■ DIRECTIONS FOR THIS TASK: Give back all the data exactly as it was written.

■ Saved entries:
* * * * * * * * *

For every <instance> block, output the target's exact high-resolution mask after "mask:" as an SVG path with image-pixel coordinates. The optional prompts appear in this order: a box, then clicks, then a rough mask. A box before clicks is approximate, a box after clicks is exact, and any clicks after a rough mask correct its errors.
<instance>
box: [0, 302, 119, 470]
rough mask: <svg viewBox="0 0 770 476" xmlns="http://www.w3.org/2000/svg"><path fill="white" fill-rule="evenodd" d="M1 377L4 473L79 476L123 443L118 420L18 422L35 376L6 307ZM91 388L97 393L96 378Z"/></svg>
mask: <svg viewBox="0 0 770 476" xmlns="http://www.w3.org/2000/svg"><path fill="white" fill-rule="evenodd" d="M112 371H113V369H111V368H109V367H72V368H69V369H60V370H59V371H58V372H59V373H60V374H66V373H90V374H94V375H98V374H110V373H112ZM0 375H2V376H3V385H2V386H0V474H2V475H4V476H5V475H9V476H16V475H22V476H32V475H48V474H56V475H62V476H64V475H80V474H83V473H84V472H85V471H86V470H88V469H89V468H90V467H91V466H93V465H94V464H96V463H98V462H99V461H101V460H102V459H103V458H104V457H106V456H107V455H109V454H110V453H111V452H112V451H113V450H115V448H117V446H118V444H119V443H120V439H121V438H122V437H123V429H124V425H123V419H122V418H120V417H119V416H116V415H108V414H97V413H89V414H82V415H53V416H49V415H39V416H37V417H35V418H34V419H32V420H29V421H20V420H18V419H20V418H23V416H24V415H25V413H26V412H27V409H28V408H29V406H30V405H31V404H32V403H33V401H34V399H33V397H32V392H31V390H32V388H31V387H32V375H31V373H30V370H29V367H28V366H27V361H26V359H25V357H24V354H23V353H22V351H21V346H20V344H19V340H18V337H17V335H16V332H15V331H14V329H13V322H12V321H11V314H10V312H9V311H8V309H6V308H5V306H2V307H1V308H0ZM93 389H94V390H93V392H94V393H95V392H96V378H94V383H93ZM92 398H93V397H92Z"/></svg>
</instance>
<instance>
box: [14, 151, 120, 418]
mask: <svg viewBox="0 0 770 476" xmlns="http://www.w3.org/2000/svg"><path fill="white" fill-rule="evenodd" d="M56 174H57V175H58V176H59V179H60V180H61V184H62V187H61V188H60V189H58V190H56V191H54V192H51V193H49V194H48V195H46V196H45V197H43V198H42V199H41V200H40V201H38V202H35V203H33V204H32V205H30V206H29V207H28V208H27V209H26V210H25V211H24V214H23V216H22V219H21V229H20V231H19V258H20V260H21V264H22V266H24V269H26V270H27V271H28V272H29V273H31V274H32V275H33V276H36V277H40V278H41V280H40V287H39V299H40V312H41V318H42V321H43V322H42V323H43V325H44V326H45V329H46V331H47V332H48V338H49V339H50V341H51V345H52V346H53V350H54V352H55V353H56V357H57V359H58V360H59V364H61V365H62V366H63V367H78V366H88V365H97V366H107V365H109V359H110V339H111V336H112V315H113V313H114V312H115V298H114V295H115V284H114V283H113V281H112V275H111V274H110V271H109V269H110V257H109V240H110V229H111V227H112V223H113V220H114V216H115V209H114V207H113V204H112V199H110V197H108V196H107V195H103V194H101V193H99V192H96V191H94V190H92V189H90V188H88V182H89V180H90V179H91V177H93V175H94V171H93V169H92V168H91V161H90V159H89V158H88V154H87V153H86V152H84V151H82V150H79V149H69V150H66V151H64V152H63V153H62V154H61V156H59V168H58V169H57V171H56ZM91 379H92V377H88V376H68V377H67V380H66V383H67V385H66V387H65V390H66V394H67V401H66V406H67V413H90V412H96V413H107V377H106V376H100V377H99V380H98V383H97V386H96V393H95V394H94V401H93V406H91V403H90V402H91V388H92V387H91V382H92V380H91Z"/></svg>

* * * * * * * * *

■ ANSWER TO THE PROBLEM:
For every <instance> block, output the target's exact high-resolution mask after "mask:" as an SVG path with image-pixel coordinates. The optional prompts appear in this order: a box, then clicks, then a rough mask. A box before clicks is approximate, a box after clicks is exact, and any clicks after a rough mask correct its errors.
<instance>
box: [0, 302, 119, 470]
rough mask: <svg viewBox="0 0 770 476" xmlns="http://www.w3.org/2000/svg"><path fill="white" fill-rule="evenodd" d="M1 377L4 473L79 476L123 443L118 420L18 422L35 376L6 307ZM91 388L97 393L96 378Z"/></svg>
mask: <svg viewBox="0 0 770 476" xmlns="http://www.w3.org/2000/svg"><path fill="white" fill-rule="evenodd" d="M112 371H113V369H111V368H109V367H72V368H69V369H60V370H59V371H58V372H59V373H60V374H66V373H90V374H94V375H98V374H110V373H112ZM0 375H2V376H3V385H2V386H0V474H2V475H4V476H5V475H9V476H16V475H22V476H32V475H48V474H56V475H62V476H64V475H80V474H83V473H84V472H85V471H86V470H88V469H89V468H90V467H91V466H93V465H94V464H96V463H98V462H99V461H101V460H102V459H103V458H104V457H106V456H107V455H109V454H110V453H111V452H112V451H113V450H115V448H117V446H118V444H119V443H120V439H121V438H122V437H123V429H124V425H123V419H122V418H120V417H119V416H116V415H108V414H97V413H89V414H82V415H53V416H49V415H39V416H37V417H35V418H34V419H32V420H29V421H20V420H18V419H20V418H23V416H24V415H25V413H26V412H27V409H28V408H29V406H30V405H31V404H32V403H33V401H34V399H33V397H32V392H31V390H32V388H31V387H32V375H31V373H30V370H29V367H28V366H27V361H26V359H25V357H24V354H23V353H22V351H21V346H20V344H19V340H18V337H17V335H16V332H15V331H14V329H13V322H12V321H11V314H10V312H9V311H8V309H6V308H5V306H2V307H1V308H0ZM93 389H94V390H93V392H94V393H95V392H96V378H94V383H93ZM92 398H93V397H92Z"/></svg>
</instance>
<instance>
box: [14, 151, 120, 418]
mask: <svg viewBox="0 0 770 476" xmlns="http://www.w3.org/2000/svg"><path fill="white" fill-rule="evenodd" d="M56 174H57V175H58V176H59V179H60V180H61V184H62V187H61V188H60V189H58V190H56V191H54V192H51V193H49V194H48V195H46V196H45V197H43V198H42V199H41V200H40V201H38V202H35V203H33V204H32V205H30V206H29V207H28V208H27V209H26V210H25V211H24V214H23V216H22V219H21V229H20V231H19V258H20V260H21V264H22V266H24V269H26V270H27V271H28V272H29V273H31V274H32V275H33V276H36V277H40V278H41V280H40V287H39V299H40V312H41V318H42V321H43V322H42V323H43V325H44V326H45V329H46V331H47V332H48V338H49V339H50V341H51V345H52V346H53V350H54V352H55V353H56V357H57V359H58V360H59V364H61V365H62V366H63V367H78V366H88V365H97V366H107V365H109V359H110V339H111V336H112V315H113V313H114V312H115V298H114V295H115V284H114V283H113V281H112V275H111V274H110V271H109V269H110V257H109V240H110V229H111V227H112V223H113V220H114V216H115V209H114V207H113V204H112V199H110V197H108V196H107V195H103V194H101V193H99V192H96V191H94V190H92V189H90V188H88V182H89V180H90V179H91V177H93V175H94V171H93V169H92V168H91V161H90V159H89V158H88V154H87V153H86V152H84V151H82V150H79V149H69V150H66V151H64V152H63V153H62V154H61V156H59V168H58V169H57V171H56ZM91 379H92V377H88V376H68V377H67V380H66V383H67V385H66V387H65V390H66V394H67V401H66V406H67V413H90V412H96V413H107V377H106V376H100V377H99V380H98V383H97V386H96V393H95V394H94V401H93V406H91V403H90V402H91V388H92V387H91V382H92V380H91Z"/></svg>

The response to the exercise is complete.